Directions:
1. In the Federal Reserve order, rewrite the paragraph that begins "People's United Financial, Inc. ("People's United"), Bridgeport, Connecticut" as a shorter version that keeps its main facts.
2. Resume the Federal Reserve order, picking up right after its final sentence.

Passage shown:
☆ ☆ ☆ ☆ ☆
FEDERAL RESERVE SYSTEM People’s United Financial, Inc ...

FRB Order No. 2017-08 March 16, 2017

FEDERAL RESERVE SYSTEM

People's United Financial, Inc. Bridgeport, Connecticut

Order Approving the Merger of Bank Holding Companies

People's United Financial, Inc. ("People's United"), Bridgeport, Connecticut, a financial holding company within the meaning of the Bank Holding Company Act of 1956 ("BHC Act"),1 has requested the Board's approval under section 3 of the BHC Act2 to merge with Suffolk Bancorp, and thereby indirectly acquire The Suffolk County National Bank of Riverhead ("Suffolk Bank"), both of Riverhead, New York. Following the proposed acquisition, Suffolk Bank would be merged into People's United's subsidiary bank, People's United Bank, N.A. ("People's United Bank"), Bridgeport, Connecticut.3

Notice of the proposal, affording interested persons an opportunity to submit comments, has been published (81 Federal Register 55457 (August 19, 2016)).4 The time for submitting comments has expired, and the Board has considered the proposal and all comments received in light of the factors set forth in section 3 of the BHC Act.
☆ ☆ ☆ ☆ ☆
Provided information:

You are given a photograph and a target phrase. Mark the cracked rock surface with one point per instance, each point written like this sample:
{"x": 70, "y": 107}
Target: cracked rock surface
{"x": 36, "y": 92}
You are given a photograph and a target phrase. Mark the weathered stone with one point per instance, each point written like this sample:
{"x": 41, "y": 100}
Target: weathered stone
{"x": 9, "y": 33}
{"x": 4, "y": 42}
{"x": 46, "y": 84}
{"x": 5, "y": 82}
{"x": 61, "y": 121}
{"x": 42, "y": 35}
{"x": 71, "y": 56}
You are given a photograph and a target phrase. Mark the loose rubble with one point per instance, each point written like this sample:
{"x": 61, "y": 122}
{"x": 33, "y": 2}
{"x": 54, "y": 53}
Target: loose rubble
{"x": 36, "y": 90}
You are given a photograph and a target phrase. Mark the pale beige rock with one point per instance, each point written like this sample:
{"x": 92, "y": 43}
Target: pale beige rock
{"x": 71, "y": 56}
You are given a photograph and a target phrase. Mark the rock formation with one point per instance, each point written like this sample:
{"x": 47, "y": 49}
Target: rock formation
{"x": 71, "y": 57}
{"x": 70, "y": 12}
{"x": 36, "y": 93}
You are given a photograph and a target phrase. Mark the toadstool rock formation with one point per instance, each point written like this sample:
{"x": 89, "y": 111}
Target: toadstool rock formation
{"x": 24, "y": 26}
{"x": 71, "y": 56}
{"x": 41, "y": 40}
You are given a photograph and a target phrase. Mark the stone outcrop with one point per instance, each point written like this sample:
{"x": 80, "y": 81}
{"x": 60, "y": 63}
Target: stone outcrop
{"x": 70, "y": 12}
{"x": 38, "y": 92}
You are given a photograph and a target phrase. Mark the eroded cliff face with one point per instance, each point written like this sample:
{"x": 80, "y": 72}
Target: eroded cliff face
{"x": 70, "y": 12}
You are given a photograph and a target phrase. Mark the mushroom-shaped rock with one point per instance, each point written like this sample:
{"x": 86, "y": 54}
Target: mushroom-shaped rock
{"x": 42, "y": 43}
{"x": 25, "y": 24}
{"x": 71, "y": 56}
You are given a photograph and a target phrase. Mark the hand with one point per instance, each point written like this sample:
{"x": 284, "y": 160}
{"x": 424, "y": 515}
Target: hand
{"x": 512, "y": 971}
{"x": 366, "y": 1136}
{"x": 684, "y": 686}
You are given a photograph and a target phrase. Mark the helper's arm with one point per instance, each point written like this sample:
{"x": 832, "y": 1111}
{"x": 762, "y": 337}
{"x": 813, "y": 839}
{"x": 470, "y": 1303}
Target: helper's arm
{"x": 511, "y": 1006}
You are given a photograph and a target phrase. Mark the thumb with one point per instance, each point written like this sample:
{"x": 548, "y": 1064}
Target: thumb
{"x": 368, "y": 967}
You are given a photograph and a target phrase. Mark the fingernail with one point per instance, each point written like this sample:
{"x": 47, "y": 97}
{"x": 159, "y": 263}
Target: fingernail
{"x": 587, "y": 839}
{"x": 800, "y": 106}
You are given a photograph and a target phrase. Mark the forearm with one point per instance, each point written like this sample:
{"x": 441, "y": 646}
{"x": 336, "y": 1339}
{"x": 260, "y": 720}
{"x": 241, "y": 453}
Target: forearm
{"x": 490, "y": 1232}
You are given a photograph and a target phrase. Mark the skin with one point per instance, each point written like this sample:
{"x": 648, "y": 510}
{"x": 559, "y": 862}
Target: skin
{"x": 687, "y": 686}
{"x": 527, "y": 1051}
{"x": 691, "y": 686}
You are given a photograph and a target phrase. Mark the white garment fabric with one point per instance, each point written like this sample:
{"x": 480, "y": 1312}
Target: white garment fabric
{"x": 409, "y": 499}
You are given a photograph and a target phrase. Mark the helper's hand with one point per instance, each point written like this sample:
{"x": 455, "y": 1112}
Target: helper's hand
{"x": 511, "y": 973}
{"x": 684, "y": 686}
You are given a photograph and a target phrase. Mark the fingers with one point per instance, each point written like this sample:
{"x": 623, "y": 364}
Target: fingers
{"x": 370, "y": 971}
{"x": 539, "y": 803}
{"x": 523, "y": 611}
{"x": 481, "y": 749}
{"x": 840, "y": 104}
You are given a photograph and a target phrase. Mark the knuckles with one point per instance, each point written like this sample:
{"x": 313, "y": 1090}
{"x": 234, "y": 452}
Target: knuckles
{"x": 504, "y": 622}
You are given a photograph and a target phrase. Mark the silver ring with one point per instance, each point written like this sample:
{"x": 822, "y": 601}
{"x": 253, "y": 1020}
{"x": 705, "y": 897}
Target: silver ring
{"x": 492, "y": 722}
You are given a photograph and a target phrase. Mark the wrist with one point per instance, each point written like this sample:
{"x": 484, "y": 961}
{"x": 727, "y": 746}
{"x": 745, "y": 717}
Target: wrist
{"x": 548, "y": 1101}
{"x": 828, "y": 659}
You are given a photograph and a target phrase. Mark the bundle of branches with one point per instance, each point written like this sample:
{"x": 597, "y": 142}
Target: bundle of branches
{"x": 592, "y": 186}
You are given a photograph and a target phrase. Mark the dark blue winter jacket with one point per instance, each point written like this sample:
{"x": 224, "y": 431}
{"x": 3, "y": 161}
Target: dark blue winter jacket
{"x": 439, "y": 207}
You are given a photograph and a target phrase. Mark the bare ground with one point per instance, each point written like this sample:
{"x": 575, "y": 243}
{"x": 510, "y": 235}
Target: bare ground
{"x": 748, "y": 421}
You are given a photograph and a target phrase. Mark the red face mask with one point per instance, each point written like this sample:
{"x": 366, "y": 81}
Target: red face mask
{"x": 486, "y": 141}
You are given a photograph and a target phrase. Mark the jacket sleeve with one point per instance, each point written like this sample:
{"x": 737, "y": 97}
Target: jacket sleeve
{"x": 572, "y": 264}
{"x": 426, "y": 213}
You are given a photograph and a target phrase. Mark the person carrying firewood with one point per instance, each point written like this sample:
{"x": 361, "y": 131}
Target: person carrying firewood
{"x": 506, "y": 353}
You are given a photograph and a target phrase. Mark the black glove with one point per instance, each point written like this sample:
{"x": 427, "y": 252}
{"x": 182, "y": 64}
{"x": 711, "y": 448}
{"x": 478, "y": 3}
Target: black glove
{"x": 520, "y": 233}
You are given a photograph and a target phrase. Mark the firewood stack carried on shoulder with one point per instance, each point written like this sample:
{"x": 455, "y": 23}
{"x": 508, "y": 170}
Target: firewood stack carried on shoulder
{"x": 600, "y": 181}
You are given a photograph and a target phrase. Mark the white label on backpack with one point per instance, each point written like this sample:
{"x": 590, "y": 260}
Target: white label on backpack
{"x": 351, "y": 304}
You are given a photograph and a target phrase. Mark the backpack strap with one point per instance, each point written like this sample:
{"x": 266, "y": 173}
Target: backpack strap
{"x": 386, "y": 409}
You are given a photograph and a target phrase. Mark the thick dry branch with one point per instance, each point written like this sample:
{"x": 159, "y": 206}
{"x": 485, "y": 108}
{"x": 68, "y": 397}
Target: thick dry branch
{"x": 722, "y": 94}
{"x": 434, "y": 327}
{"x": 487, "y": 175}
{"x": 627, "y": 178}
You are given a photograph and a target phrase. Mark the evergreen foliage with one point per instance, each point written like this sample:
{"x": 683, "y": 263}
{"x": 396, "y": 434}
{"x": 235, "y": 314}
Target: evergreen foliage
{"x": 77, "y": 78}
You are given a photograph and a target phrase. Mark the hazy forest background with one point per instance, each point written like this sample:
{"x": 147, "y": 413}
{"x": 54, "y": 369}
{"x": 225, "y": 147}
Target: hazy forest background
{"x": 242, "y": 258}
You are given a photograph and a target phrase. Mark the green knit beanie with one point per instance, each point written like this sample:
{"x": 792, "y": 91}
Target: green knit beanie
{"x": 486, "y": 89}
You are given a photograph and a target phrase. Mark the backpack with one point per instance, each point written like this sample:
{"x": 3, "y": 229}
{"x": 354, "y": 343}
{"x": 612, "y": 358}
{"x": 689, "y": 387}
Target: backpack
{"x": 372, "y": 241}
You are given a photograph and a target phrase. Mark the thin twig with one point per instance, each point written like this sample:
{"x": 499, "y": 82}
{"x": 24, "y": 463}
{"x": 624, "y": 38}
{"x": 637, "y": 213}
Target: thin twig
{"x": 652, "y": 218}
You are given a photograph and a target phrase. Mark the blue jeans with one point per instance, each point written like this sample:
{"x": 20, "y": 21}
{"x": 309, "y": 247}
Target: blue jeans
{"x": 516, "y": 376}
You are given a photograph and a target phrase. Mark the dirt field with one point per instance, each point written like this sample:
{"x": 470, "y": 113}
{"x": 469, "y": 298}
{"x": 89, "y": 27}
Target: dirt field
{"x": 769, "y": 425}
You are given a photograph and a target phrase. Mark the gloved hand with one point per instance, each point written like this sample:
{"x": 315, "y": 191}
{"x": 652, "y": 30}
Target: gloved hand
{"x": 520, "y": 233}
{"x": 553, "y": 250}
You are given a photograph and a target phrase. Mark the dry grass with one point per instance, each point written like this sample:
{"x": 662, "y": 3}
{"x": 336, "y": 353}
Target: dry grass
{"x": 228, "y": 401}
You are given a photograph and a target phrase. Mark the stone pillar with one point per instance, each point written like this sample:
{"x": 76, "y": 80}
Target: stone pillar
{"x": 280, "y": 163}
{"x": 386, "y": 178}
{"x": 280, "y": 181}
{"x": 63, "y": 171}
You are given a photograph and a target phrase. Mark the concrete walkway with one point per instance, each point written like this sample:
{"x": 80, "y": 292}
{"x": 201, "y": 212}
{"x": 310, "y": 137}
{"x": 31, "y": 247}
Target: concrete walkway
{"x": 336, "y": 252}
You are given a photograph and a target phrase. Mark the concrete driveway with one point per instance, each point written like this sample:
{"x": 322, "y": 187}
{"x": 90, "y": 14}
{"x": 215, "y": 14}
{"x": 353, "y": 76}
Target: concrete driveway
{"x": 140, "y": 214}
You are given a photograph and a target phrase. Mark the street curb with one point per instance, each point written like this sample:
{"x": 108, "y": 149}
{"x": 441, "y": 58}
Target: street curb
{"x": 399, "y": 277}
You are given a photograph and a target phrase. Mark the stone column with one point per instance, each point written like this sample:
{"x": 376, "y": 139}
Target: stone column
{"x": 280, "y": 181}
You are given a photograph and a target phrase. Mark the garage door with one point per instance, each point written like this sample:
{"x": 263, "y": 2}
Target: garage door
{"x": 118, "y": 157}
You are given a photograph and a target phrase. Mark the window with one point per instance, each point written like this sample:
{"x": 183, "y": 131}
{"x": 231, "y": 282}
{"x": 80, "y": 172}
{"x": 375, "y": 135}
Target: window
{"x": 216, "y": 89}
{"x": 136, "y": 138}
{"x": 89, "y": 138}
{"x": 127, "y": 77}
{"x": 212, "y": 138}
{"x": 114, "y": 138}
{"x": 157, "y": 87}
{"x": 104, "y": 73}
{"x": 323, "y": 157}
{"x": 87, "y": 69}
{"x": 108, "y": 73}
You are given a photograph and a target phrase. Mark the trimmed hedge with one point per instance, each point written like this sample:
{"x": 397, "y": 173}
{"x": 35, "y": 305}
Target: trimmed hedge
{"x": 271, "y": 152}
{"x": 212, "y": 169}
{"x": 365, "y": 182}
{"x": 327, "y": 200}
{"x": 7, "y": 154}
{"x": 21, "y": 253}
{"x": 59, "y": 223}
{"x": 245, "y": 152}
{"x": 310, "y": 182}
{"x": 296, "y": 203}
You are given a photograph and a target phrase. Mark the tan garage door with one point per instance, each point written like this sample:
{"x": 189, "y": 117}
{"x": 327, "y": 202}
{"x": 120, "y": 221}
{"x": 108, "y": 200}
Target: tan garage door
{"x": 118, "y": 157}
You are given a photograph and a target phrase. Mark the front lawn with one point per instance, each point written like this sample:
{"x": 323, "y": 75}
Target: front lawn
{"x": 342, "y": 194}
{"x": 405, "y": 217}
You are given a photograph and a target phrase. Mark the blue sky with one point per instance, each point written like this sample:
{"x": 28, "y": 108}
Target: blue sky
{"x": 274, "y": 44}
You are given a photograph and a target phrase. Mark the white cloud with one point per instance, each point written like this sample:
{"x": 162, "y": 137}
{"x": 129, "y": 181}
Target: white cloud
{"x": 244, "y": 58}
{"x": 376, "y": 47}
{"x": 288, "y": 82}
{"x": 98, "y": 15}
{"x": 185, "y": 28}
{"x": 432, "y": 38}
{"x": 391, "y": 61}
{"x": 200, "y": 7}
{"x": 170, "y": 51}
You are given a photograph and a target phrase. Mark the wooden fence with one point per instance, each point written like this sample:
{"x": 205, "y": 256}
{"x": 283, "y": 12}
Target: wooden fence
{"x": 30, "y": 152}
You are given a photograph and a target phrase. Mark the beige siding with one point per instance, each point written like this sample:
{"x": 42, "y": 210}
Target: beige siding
☆ ☆ ☆ ☆ ☆
Answers for the tasks:
1. People's United Financial, Inc. of Bridgeport, Connecticut, a financial holding company under the Bank Holding Company Act of 1956, has asked the Board to approve, under section 3 of that act, its merger with Suffolk Bancorp. The merger would indirectly give it The Suffolk County National Bank of Riverhead; both Suffolk Bancorp and the bank are in Riverhead, New York. Suffolk Bank would then be merged into People's United Bank, N.A., Bridgeport, Connecticut.

2.
1 12 U.S.C. ? 1841 et seq. 2 12 U.S.C. ? 1842. 3 The merger of Suffolk Bank with and into People's United Bank is subject to the approval of the Office of the Comptroller of the Currency ("OCC") pursuant to section 18(c) of the Federal Deposit Insurance Act. 12 U.S.C. ? 1828(c). The OCC approved the merger on February 2, 2017. 4 12 CFR 262.3(b).

People's United, with consolidated assets of approximately $40.6 billion, is the 60th largest depository organization in the United States. People's United controls approximately $29.7 billion in consolidated deposits, which represent less than 0.3 percent of the total amount of deposits of insured depository institutions in the United States.5 People's United controls People's United Bank, which operates in Connecticut, Maine, Massachusetts, New Hampshire, New York, and Vermont. People's United is the 34th largest depository organization in New York, controlling deposits of approximately $3.4 billion in New York, which represent approximately 0.3 percent of the total deposits of insured depository institutions in that state.6

Suffolk Bancorp, with consolidated assets of approximately $2.1 billion, is the 412th largest depository organization in the United States, controlling approximately $1.9 billion in consolidated deposits nationwide, which represent less than 0.03 percent of the total amount of deposits of insured depository institutions in the United States. Suffolk Bancorp controls Suffolk Bank, which operates only in New York. Suffolk Bancorp is the 52nd largest insured depository organization in New York, controlling deposits of approximately $1.7 billion in New York, which represent 0.1 percent of the total deposits of insured depository institutions in that state.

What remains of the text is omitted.